> [Consigne écrite 1] Comptez les lignes des enregistrements qui contiennent la chaîne "tree", en tenant compte de la casse. Indiquez uniquement ce nombre.

> [Extrait proposé]
═══
Véronique Lécureuil, motarde
« Il n’y a pas de raison qu’on leur laisse ça ! »
Véronique Lécureuil ne s’est pas laissé rebuter par le machisme du milieu des motards. Elle a rejoint l’association Toutes en motos !, dont le succès croissant prouve que les femmes sont nombreuses à vouloir affirmer et vivre leur passion.
Véronique Lécureuil a voyagé dix ans en moto derrière son mari. Largement le temps d’éprouver son attachement à ce loisir. Mais : « Je m’ennuyais derrière. Avec ma copine Jackie, on a décidé de passer notre permis. ».
Même si leur nombre augmente, les femmes pilotes restent très minoritaires : environ 20% des motard.es. « Je me suis vite aperçu que le milieu était machiste, raconte Véronique Lécureuil. Surtout le milieu des Harley où j’évolue avec mon mari. C’est difficile de s’intégrer pour une femme. On nous ignore, on ne s’adresse jamais à nous. Mais il n’y a pas de raison qu’on leur laisse ça ! » Jackie et elle voyagent toujours en groupe de cinq à dix motos, mais elles sont les deux seules femmes à piloter leur propre véhicule. Les autres sont « derrière ».
Tradition contre innovation
En 2009, l’entreprise où Véronique Lécureuil exerce le métier de comptable déménage pour Saint-Nazaire. « J’étais bien où j’étais. J’ai choisi le licenciement économique et j’ai décidé de tenter autre chose. » Son idée : ouvrir à Nantes une boutique de vêtements et accessoires moto pour femmes. L’association Toutes en moto ! , avec laquelle elle a déjà lié des contacts, trouve le concept intéressant. Elle se lance.
Le magasin ne reçoit cependant pas un accueil enthousiasme du « milieu ». « Les hommes trouvaient le principe sexiste, alors que tous les autres vêtements sont vendus dans des boutiques séparées ! » Véronique Lécureuil constate avec surprise que les femmes ne viennent jamais sans leur mari : « Même les femmes pilotes ont besoin de son avis pour choisir. » Les hommes rechignent à investir pour leur passagère, bien qu’en moto, l’équipement soit une question de sécurité.
═══
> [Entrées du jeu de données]
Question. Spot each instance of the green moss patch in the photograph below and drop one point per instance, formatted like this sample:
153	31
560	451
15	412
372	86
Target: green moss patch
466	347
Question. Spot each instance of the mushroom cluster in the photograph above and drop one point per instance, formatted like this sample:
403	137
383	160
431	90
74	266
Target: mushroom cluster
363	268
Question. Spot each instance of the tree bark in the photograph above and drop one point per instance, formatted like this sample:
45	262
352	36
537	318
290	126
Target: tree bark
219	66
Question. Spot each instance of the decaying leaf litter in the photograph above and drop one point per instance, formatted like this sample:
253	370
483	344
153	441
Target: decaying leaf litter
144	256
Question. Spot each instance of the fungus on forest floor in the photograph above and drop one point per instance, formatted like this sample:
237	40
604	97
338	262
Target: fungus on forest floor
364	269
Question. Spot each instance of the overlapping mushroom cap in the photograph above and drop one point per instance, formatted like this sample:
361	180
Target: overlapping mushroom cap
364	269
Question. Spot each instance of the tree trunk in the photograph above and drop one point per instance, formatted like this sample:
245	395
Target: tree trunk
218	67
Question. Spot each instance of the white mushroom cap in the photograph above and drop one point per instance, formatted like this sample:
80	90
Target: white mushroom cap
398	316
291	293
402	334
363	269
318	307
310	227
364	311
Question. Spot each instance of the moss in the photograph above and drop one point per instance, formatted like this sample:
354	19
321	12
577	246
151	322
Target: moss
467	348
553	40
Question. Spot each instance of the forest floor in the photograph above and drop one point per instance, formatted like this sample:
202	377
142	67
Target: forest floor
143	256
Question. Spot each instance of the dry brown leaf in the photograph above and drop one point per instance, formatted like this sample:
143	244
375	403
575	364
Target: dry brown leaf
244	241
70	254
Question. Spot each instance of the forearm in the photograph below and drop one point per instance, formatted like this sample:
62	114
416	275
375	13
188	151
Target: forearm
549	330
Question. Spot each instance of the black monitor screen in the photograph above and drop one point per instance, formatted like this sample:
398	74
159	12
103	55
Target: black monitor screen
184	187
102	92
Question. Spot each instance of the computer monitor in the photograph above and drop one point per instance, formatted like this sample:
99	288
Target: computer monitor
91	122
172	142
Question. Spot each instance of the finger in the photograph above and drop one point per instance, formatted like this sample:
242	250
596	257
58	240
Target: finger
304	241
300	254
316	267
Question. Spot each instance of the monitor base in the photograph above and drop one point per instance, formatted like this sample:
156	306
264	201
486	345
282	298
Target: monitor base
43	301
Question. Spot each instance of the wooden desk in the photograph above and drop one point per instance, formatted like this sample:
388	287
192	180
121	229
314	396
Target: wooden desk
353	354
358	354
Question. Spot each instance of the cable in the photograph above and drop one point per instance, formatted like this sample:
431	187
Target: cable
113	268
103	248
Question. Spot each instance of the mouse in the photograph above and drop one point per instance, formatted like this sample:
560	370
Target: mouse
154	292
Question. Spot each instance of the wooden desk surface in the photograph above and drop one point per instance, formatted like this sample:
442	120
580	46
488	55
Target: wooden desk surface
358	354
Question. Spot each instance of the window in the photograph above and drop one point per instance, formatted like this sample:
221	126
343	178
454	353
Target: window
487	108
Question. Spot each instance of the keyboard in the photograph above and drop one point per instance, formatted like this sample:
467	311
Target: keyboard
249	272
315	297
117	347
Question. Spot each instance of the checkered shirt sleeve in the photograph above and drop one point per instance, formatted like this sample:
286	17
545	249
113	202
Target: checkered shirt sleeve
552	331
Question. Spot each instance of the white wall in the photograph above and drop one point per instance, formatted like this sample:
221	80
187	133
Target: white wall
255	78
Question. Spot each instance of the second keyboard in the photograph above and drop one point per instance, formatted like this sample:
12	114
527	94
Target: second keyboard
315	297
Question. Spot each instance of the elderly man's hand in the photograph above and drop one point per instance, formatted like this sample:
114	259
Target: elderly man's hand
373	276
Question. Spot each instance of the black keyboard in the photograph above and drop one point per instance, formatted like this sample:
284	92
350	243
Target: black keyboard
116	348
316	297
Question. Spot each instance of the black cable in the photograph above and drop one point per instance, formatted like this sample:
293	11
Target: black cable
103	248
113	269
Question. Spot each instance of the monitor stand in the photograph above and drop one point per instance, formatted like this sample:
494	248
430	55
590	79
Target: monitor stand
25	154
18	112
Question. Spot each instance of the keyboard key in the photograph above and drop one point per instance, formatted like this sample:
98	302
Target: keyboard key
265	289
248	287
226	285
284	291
═══
> [Consigne écrite 2] Recopiez mot pour mot le passage de l'extrait sur la motarde qui commence à "Véronique Lécureuil ne" et se termine à "vivre leur passion.".

> [Résultat 1] 4

> [Résultat 2]
Véronique Lécureuil ne s’est pas laissé rebuter par le machisme du milieu des motards. Elle a rejoint l’association Toutes en motos !, dont le succès croissant prouve que les femmes sont nombreuses à vouloir affirmer et vivre leur passion.